■ **Directive**
Put every one of the following items into a numbered list, omitting blank lines and leaving out the pictures.

■ **Exercise data**
BEGIN
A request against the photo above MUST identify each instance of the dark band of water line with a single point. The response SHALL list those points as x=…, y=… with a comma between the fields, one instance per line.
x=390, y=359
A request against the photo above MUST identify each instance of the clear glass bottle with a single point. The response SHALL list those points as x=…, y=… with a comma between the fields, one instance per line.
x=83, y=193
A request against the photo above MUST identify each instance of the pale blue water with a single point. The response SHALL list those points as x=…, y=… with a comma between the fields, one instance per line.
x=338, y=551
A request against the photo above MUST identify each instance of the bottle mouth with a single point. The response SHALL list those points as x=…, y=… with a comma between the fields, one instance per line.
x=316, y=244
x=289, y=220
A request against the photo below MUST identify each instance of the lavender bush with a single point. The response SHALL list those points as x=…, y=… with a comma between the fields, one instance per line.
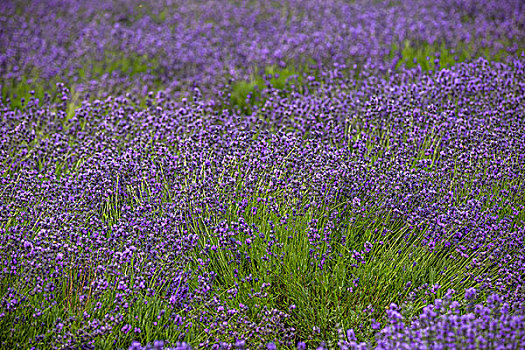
x=366, y=196
x=101, y=47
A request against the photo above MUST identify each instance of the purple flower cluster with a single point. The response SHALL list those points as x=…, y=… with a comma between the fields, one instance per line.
x=179, y=44
x=440, y=325
x=123, y=223
x=148, y=218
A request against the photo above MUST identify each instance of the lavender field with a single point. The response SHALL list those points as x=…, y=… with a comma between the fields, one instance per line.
x=251, y=174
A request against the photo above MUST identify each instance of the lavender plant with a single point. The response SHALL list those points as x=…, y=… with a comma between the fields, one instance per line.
x=368, y=197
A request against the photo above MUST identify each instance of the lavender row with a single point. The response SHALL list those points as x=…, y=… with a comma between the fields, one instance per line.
x=179, y=223
x=445, y=324
x=112, y=47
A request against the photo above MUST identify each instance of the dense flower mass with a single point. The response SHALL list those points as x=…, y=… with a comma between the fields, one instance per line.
x=115, y=46
x=360, y=205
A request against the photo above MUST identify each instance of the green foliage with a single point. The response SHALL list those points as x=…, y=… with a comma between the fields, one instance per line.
x=247, y=94
x=438, y=55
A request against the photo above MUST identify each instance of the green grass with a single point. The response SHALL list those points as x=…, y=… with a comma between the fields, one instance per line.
x=322, y=296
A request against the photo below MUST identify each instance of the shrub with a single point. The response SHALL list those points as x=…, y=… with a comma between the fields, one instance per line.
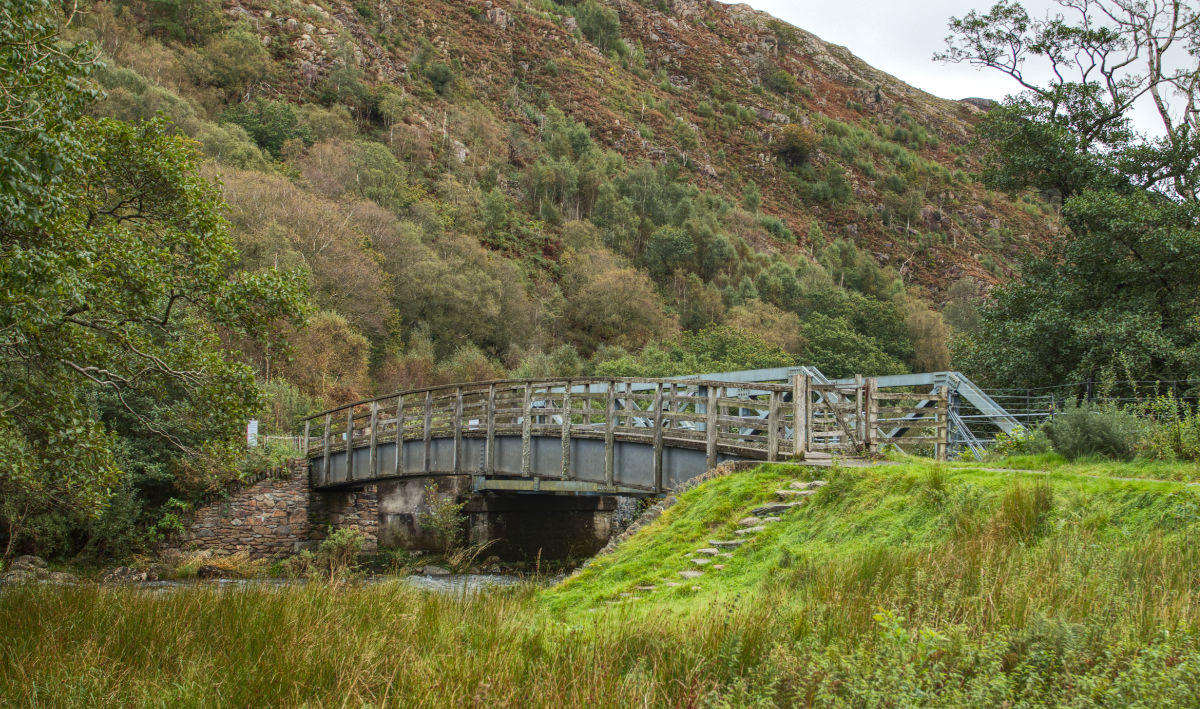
END
■ **Task output**
1. A request against the photo above MUST identify each instance of the dark band of water line with a single point. The response SHALL list those points as x=…, y=… with a comma between the fields, one instance per line.
2. x=390, y=359
3. A request against the photo above MUST identify each instance of the clear glass bottle with a single point. The response SHALL list those points as x=…, y=… with a comma between the fields, one instance per line.
4. x=83, y=193
5. A request against the photo above MUST identify each instance of the pale blue water with a single point. The response SHALL list those points as x=…, y=… with a comma between the fields, one instance per line.
6. x=338, y=551
7. A request against the photo above MUST identify each instance of the bottle mouth with a single point. The response SHALL list those points as x=…, y=… with a comma between the fields, one instance per line.
8. x=316, y=244
9. x=289, y=220
10. A request against the photo below MUST identify each instance of the lavender bush with a single point. The response SHALL list those points as x=…, y=… with a comma between the fields, one instance per line.
11. x=366, y=196
12. x=101, y=47
13. A request against the photo above MUST identify each instance of the purple flower cluster with a single point. The response SHALL list those points as x=…, y=… with a comma between the fields, one instance per line.
14. x=179, y=44
15. x=440, y=325
16. x=123, y=223
17. x=148, y=218
18. A request against the photo above MUST identify each instance of the lavender field with a single point. The response SHALL list those points as x=…, y=… with a comma between the fields, one instance per line.
19. x=251, y=174
20. A request against the photo above MUST identify each instance of the lavender plant with a single point. The response SHALL list those points as x=…, y=… with a comma between the fields, one instance per line.
21. x=368, y=197
22. A request against the photo above MUST identify each instance of the lavender row with a single point. The response SHALL list those points as x=…, y=… with a comma between the fields, one instance per line.
23. x=179, y=223
24. x=445, y=324
25. x=112, y=47
26. A request against the photo above MUST identify each instance of the dense flower mass with a single point. The response SHALL list those points as x=…, y=… with a comma between the fields, one instance per line.
27. x=115, y=46
28. x=360, y=205
29. A request against the photo above MUST identify each instance of the green foliage with a single point. The response SHALL list those points as x=…, y=… with a comma between the fields, one instance per line.
30. x=247, y=94
31. x=438, y=55
32. A request against the photo above MUST identify each instance of the green grass with a single point. The response SHALL list those points as x=…, y=… with a comma between the fields, one instance per line.
33. x=322, y=296
34. A request against the photo below MUST identify each instance of the shrub with a single point. The response SHALL list those points as x=…, y=… with a comma between the fields, one instance per line.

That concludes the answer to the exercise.